Could you give every record again, exactly as it reads?
[SUPPLIED RECORDS]
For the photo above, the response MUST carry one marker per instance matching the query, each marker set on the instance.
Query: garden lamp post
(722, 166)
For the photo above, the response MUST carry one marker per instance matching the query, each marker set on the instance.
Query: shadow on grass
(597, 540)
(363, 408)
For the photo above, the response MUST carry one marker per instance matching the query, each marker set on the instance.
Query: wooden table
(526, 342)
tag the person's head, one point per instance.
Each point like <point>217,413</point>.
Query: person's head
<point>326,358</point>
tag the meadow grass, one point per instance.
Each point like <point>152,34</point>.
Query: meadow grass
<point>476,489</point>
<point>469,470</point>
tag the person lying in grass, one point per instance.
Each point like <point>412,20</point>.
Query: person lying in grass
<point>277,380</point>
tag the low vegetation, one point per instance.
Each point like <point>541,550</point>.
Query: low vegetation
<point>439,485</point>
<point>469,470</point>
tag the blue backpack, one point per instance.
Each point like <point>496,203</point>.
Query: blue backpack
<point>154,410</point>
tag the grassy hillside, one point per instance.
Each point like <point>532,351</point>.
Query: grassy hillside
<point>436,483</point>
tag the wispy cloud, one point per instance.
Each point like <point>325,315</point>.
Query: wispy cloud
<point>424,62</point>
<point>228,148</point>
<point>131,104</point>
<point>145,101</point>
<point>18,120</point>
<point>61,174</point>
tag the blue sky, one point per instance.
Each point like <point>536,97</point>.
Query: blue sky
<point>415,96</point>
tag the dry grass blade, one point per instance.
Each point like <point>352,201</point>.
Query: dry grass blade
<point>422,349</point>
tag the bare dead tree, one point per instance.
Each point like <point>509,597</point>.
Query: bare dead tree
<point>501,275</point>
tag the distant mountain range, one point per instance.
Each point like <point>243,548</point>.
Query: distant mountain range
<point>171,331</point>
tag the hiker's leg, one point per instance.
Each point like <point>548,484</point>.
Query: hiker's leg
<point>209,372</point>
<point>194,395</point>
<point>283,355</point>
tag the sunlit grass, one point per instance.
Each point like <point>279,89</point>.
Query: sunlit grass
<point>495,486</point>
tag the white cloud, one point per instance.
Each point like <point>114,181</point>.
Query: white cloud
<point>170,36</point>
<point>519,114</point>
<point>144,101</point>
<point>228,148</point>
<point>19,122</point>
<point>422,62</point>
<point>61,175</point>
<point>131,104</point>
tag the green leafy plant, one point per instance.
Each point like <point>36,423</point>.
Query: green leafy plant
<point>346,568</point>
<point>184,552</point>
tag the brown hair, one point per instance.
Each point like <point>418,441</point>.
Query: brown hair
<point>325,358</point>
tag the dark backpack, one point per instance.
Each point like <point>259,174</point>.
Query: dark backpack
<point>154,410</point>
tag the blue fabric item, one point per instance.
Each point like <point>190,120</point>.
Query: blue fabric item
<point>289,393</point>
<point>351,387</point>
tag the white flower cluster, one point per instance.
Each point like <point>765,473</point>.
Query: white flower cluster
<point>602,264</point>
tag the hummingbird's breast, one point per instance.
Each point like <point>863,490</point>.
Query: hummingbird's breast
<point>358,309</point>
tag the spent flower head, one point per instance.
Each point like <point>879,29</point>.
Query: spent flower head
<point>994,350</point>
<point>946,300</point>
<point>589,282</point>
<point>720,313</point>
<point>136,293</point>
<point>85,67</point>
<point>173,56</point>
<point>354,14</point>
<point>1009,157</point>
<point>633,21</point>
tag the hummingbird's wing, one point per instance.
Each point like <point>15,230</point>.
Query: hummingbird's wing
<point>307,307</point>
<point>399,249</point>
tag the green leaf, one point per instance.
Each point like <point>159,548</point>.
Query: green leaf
[/SUPPLIED RECORDS]
SOLUTION FOR THIS PROBLEM —
For the photo above, the response MUST carry one marker per instance matching the query, each marker set on the instance.
Query: garden lamp post
(722, 166)
For the photo above, the response MUST carry one marker per instance matching the query, each marker set on the instance.
Query: shadow on grass
(597, 540)
(363, 408)
For the photo above, the response MUST carry one marker per instance matching the query, each marker set on the instance.
Query: wooden table
(526, 342)
tag the person's head, one point per instance.
Each point like <point>217,413</point>.
Query: person's head
<point>326,358</point>
tag the meadow grass, one point per instance.
Each point like <point>152,34</point>.
Query: meadow grass
<point>476,489</point>
<point>469,470</point>
tag the person lying in grass, one point per instance.
Each point like <point>412,20</point>.
Query: person lying in grass
<point>277,380</point>
tag the low vegetation, one point per instance.
Each point like <point>541,550</point>.
Query: low vegetation
<point>439,485</point>
<point>469,470</point>
tag the blue backpack, one point per instance.
Each point like <point>496,203</point>.
Query: blue backpack
<point>154,410</point>
tag the grassy hillside, one point per instance.
Each point like <point>532,351</point>.
Query: grassy hillside
<point>436,483</point>
tag the wispy cloud, one point per instance.
Each point like <point>325,315</point>.
Query: wispy cloud
<point>424,62</point>
<point>228,148</point>
<point>131,104</point>
<point>145,101</point>
<point>18,120</point>
<point>61,174</point>
tag the blue sky, one point per instance.
Each point like <point>536,97</point>.
Query: blue sky
<point>415,96</point>
tag the dry grass blade, one point per instance.
Each point like <point>352,201</point>.
Query: dry grass blade
<point>422,349</point>
tag the bare dead tree, one point per instance.
Each point like <point>509,597</point>.
Query: bare dead tree
<point>501,275</point>
tag the distant mountain range, one point per instance.
Each point like <point>243,548</point>.
Query: distant mountain range
<point>171,331</point>
tag the hiker's leg, one point per instance.
Each point like <point>548,484</point>.
Query: hiker's leg
<point>209,372</point>
<point>194,395</point>
<point>283,355</point>
tag the sunlit grass, one point per instance.
Each point like <point>279,89</point>.
Query: sunlit grass
<point>495,486</point>
tag the white cloud, one point per instance.
Each point like <point>114,181</point>.
Query: white cloud
<point>170,36</point>
<point>519,114</point>
<point>144,101</point>
<point>228,148</point>
<point>19,122</point>
<point>422,62</point>
<point>61,175</point>
<point>131,104</point>
tag the green leafy plant, one point per instance.
Each point like <point>36,423</point>.
Query: green leafy plant
<point>346,568</point>
<point>184,552</point>
tag the brown hair, one point per instance.
Each point like <point>418,441</point>.
Query: brown hair
<point>325,358</point>
tag the dark backpack, one point per instance.
Each point like <point>259,174</point>.
Query: dark backpack
<point>154,410</point>
tag the blue fabric item, one point per instance.
Each point like <point>190,120</point>.
Query: blue fabric item
<point>289,393</point>
<point>351,387</point>
tag the white flower cluster, one point per instance.
Each point like <point>765,473</point>.
Query: white flower cluster
<point>602,264</point>
tag the hummingbird's breast, one point per instance.
Each point like <point>863,490</point>.
Query: hummingbird's breast
<point>358,309</point>
tag the spent flower head, one point per instance.
Each point like <point>879,29</point>.
Query: spent flower head
<point>994,350</point>
<point>946,300</point>
<point>589,282</point>
<point>720,313</point>
<point>136,293</point>
<point>85,67</point>
<point>173,56</point>
<point>354,14</point>
<point>1009,157</point>
<point>633,21</point>
tag the hummingbird's wing, one point per instance.
Each point like <point>15,230</point>.
Query: hummingbird's wing
<point>307,307</point>
<point>399,249</point>
tag the green leaf, one point per instance.
Each point like <point>159,548</point>.
Query: green leaf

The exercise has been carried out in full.